Could you retype the listing beneath, keeping each line exactly as it is?

■ ■ ■ ■ ■ ■ ■

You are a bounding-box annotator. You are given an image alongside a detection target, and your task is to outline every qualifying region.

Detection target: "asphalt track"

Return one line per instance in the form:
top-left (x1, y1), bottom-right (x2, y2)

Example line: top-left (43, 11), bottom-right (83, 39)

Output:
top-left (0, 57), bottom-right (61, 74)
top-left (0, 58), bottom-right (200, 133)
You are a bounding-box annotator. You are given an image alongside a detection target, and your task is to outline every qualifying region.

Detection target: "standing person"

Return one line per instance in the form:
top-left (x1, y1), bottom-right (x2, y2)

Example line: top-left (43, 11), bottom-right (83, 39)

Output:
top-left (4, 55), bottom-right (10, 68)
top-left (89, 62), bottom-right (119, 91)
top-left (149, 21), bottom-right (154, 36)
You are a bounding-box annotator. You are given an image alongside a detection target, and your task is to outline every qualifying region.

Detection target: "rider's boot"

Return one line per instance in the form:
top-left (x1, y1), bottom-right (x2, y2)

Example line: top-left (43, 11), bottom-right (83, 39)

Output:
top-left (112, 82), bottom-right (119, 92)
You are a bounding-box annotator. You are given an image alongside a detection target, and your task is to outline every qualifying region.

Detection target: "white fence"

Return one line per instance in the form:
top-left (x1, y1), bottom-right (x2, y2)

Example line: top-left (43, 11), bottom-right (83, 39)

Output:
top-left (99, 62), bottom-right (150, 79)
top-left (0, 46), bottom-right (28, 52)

■ ■ ■ ■ ■ ■ ■

§ Finished task
You are a bounding-box annotator. You are given an image alongside a detection target, and your task is to outline every qualifying region.

Detection target: "asphalt track"

Return one line per instance in the form:
top-left (x1, y1), bottom-right (x2, y2)

Example line: top-left (43, 11), bottom-right (83, 39)

Output:
top-left (0, 57), bottom-right (61, 74)
top-left (0, 58), bottom-right (200, 133)
You are a bounding-box annotator. You are given an image alongside a detection target, and your task is to outline every qualifying region.

Detection target: "standing person"

Return one line per instance in the form:
top-left (x1, y1), bottom-right (x2, y2)

Example line: top-left (43, 11), bottom-right (83, 39)

Output:
top-left (4, 55), bottom-right (10, 68)
top-left (89, 62), bottom-right (119, 91)
top-left (149, 21), bottom-right (154, 36)
You are a bounding-box annotator. You are given an image alongside a detection target, and your task is to outline every qualifying region.

Detection target: "rider's boot"

Return one line per instance in the form:
top-left (x1, y1), bottom-right (x2, y2)

Example line: top-left (43, 11), bottom-right (83, 39)

Output:
top-left (112, 82), bottom-right (119, 92)
You are a bounding-box annotator. You are given an image alongside a detection target, and your task is to outline every qualifying region.

Detection target: "white fence"

Return one line per instance in the form:
top-left (x1, y1), bottom-right (x2, y2)

Example line: top-left (43, 11), bottom-right (83, 39)

Output:
top-left (99, 62), bottom-right (150, 79)
top-left (0, 46), bottom-right (28, 52)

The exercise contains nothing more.